WORK TO BE COMPLETED: Exclude the pictures and reproduce the remaining data exactly as written.

DATA FOR THE TASK section start

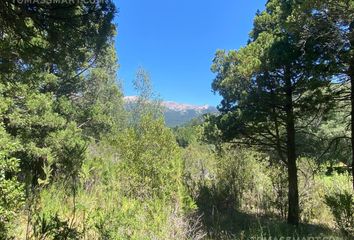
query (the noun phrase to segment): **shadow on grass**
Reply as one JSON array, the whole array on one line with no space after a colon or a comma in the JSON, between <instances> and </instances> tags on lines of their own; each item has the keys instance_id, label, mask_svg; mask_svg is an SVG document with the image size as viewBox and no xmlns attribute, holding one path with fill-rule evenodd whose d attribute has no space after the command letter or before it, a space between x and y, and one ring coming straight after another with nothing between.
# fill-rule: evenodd
<instances>
[{"instance_id":1,"label":"shadow on grass","mask_svg":"<svg viewBox=\"0 0 354 240\"><path fill-rule=\"evenodd\" d=\"M300 224L291 226L286 222L263 216L247 214L232 209L209 213L200 211L210 239L348 239L339 232L320 225ZM324 238L326 239L326 238Z\"/></svg>"},{"instance_id":2,"label":"shadow on grass","mask_svg":"<svg viewBox=\"0 0 354 240\"><path fill-rule=\"evenodd\" d=\"M207 239L349 239L325 226L300 224L296 227L279 218L237 211L232 207L235 199L226 195L205 197L198 199L197 204Z\"/></svg>"}]
</instances>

DATA FOR THE TASK section end

RESPONSE:
query (the noun phrase to segment): **shadow on grass**
Reply as one JSON array, the whole array on one line with no space after a colon or a comma in the JSON, between <instances> and </instances> tags on lines of their own; each item has the keys instance_id, label, mask_svg; mask_svg is an SVG document with the image size as viewBox and no xmlns attribute, holding one path with fill-rule evenodd whose d attribute has no space after the command letter or before it, a space between x and y, and one ring coming straight after another with nothing between.
# fill-rule: evenodd
<instances>
[{"instance_id":1,"label":"shadow on grass","mask_svg":"<svg viewBox=\"0 0 354 240\"><path fill-rule=\"evenodd\" d=\"M300 224L291 226L286 222L263 216L247 214L232 209L209 213L200 211L210 239L348 239L339 232L320 225ZM324 238L326 239L326 238Z\"/></svg>"},{"instance_id":2,"label":"shadow on grass","mask_svg":"<svg viewBox=\"0 0 354 240\"><path fill-rule=\"evenodd\" d=\"M207 239L349 239L325 226L300 224L296 227L279 218L237 211L232 207L235 199L226 195L205 197L198 199L197 204Z\"/></svg>"}]
</instances>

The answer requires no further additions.